To be done: Make a numbered list of the lines from the one containing "OBJECT_OF_INTEREST = air conditioning unit" through the end of the records, leaving out any blank lines.

__________

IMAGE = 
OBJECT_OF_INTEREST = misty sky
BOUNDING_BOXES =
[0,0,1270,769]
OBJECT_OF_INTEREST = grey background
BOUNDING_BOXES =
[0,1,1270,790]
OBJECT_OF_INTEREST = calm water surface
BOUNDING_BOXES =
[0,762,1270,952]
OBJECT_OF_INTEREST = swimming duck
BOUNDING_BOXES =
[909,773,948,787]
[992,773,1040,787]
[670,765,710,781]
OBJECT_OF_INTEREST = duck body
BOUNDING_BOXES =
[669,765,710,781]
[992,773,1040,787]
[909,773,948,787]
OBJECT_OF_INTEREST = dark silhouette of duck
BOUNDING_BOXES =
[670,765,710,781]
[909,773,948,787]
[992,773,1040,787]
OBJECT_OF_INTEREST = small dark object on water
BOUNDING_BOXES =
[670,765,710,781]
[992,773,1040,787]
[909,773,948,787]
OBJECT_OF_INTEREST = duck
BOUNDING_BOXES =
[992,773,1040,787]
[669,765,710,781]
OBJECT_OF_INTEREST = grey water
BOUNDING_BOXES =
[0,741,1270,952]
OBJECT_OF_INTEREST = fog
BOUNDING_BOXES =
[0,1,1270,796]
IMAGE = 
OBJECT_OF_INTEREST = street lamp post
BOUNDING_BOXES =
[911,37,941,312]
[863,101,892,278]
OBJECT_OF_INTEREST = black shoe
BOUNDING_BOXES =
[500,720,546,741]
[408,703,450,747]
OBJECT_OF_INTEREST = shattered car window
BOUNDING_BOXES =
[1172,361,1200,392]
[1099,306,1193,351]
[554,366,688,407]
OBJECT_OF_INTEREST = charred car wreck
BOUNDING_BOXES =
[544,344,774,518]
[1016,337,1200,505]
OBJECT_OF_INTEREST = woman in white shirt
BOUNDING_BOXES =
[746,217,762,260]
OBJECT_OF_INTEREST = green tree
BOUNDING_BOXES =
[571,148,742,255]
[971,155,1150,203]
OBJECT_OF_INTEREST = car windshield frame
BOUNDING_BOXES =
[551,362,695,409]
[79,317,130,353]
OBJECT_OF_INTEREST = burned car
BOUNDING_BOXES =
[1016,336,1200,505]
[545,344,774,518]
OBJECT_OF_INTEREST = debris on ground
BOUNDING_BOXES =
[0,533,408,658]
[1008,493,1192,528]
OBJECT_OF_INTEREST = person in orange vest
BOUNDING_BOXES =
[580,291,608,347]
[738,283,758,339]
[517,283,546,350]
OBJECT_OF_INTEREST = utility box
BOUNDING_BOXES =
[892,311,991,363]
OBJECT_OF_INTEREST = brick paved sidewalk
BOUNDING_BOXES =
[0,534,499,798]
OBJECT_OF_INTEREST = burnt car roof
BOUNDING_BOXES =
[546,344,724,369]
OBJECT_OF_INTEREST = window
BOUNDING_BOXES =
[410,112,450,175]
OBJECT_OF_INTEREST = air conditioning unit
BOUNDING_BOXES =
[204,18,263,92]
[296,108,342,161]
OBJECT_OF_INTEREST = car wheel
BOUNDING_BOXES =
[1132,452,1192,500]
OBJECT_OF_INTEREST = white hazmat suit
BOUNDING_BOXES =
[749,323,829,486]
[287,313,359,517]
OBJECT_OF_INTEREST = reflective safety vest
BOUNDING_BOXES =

__________

Full answer:
1. OBJECT_OF_INTEREST = air conditioning unit
2. BOUNDING_BOXES =
3. [204,18,263,92]
4. [296,108,342,161]
5. OBJECT_OF_INTEREST = car wheel
6. BOUNDING_BOXES =
7. [1132,452,1192,500]
8. OBJECT_OF_INTEREST = white hazmat suit
9. BOUNDING_BOXES =
10. [749,323,829,486]
11. [287,313,359,517]
12. OBJECT_OF_INTEREST = reflective safety vest
13. BOUNDING_BOXES =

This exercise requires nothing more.